INFORMATION PROVIDED:
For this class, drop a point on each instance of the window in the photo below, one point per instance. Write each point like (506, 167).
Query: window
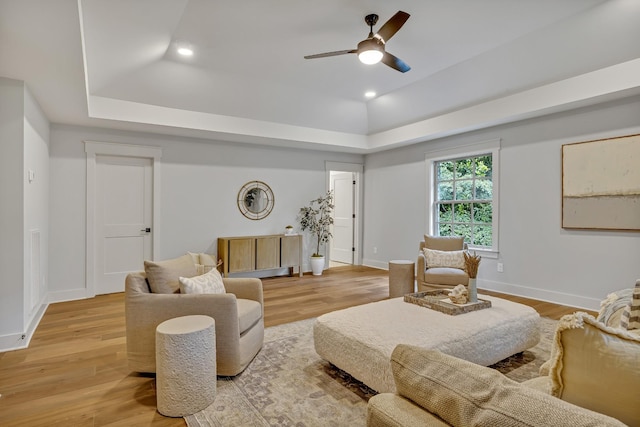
(463, 194)
(464, 199)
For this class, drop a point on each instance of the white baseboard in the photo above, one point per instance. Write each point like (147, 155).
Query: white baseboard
(19, 341)
(375, 264)
(70, 295)
(561, 298)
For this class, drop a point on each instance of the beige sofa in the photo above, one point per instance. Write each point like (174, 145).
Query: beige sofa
(592, 381)
(239, 316)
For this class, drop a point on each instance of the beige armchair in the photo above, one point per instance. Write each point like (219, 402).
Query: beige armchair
(239, 316)
(440, 277)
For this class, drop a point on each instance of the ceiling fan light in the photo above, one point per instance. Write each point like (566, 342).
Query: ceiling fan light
(370, 57)
(370, 51)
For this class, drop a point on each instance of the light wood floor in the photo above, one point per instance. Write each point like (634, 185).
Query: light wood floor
(75, 373)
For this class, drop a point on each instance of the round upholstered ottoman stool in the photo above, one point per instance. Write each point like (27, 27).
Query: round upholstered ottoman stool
(401, 277)
(185, 365)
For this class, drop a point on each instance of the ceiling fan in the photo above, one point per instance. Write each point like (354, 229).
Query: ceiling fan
(371, 50)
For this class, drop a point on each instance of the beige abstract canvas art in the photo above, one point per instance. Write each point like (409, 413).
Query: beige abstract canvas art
(601, 184)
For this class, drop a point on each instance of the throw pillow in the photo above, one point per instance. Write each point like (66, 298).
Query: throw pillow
(631, 315)
(596, 366)
(208, 283)
(195, 257)
(163, 275)
(208, 259)
(451, 259)
(465, 394)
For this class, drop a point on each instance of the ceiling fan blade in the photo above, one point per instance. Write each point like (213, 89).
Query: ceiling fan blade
(392, 25)
(395, 63)
(326, 54)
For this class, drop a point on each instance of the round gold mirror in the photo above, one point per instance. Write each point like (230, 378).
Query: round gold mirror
(255, 200)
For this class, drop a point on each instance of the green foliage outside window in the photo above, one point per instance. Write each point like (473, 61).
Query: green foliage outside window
(464, 199)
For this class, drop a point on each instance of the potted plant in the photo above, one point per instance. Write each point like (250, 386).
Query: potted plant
(318, 218)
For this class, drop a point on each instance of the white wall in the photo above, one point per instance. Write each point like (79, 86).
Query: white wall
(200, 180)
(24, 135)
(11, 219)
(541, 259)
(36, 207)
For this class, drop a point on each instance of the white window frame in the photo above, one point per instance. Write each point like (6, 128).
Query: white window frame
(463, 151)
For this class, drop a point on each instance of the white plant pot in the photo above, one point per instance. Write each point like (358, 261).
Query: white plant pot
(317, 265)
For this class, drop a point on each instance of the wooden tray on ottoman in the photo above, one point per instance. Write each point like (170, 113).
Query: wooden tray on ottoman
(439, 301)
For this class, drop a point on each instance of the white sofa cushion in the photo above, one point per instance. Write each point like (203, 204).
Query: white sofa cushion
(208, 283)
(465, 394)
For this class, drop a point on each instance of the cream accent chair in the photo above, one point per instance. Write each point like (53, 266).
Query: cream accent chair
(429, 279)
(239, 316)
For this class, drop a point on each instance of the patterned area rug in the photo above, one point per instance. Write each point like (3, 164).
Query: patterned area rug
(288, 384)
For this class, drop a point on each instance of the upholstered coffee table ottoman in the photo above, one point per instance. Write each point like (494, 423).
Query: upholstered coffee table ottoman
(359, 340)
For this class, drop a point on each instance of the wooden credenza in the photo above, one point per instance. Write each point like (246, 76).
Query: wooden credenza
(255, 253)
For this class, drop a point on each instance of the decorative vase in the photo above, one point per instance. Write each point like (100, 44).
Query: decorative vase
(317, 265)
(473, 290)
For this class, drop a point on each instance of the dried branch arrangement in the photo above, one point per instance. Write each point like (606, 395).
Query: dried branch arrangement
(472, 262)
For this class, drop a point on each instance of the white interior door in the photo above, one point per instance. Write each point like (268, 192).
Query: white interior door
(123, 216)
(342, 184)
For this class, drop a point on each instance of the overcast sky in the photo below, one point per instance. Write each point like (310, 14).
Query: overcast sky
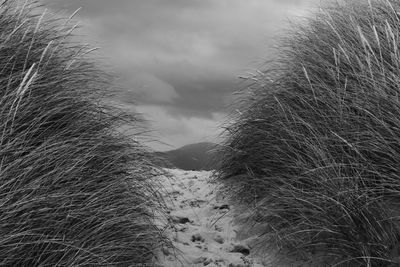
(179, 60)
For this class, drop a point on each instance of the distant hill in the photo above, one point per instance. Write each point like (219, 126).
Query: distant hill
(190, 157)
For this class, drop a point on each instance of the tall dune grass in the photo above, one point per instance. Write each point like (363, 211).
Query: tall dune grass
(73, 190)
(315, 147)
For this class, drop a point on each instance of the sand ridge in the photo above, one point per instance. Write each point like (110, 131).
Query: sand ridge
(201, 225)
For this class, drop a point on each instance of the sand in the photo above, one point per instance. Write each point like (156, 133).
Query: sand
(202, 225)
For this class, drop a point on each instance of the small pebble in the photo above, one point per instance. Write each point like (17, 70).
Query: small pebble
(197, 237)
(219, 239)
(238, 248)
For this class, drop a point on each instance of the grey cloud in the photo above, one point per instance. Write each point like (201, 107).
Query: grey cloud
(183, 57)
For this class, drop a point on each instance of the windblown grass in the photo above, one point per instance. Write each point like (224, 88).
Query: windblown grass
(316, 145)
(74, 191)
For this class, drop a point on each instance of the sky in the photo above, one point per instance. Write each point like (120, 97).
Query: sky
(179, 61)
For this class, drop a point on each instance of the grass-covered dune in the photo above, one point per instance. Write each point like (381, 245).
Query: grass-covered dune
(73, 190)
(315, 146)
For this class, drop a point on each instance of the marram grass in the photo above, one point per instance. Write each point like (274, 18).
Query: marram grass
(74, 191)
(315, 147)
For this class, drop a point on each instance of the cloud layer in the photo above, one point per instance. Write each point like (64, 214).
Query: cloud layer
(179, 59)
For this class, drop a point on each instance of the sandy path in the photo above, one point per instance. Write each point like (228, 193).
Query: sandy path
(201, 228)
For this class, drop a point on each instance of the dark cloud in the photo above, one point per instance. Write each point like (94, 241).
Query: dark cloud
(180, 58)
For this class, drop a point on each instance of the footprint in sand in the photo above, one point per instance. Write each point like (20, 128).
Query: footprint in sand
(201, 226)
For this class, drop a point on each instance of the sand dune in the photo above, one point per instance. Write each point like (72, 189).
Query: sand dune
(201, 226)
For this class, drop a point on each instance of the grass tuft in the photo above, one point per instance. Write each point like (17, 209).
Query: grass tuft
(315, 148)
(74, 191)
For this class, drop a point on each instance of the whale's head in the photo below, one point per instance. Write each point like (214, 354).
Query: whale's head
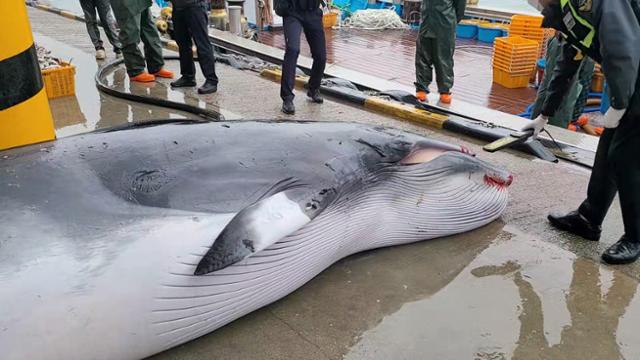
(438, 189)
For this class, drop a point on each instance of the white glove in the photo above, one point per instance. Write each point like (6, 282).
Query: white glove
(537, 125)
(612, 117)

WHAT IS EXPECTED:
Shift every coordinate in the answer points by -29, but leave the coordinates in the requests unchanged. Rewrite everything from the line containing "like (214, 354)." down to the end of the data, requests included, and leave the pictures out.

RESPONSE FOR THIS EXERCISE:
For this class, drop a point on each instance of the whale's head in the photo below, one point per instance. Write each point like (214, 354).
Query: whale's head
(409, 160)
For this class, drop a point on each instance of the white glove in the photo above, one point per instance. Write each point like (6, 282).
Query: white glove
(508, 96)
(583, 88)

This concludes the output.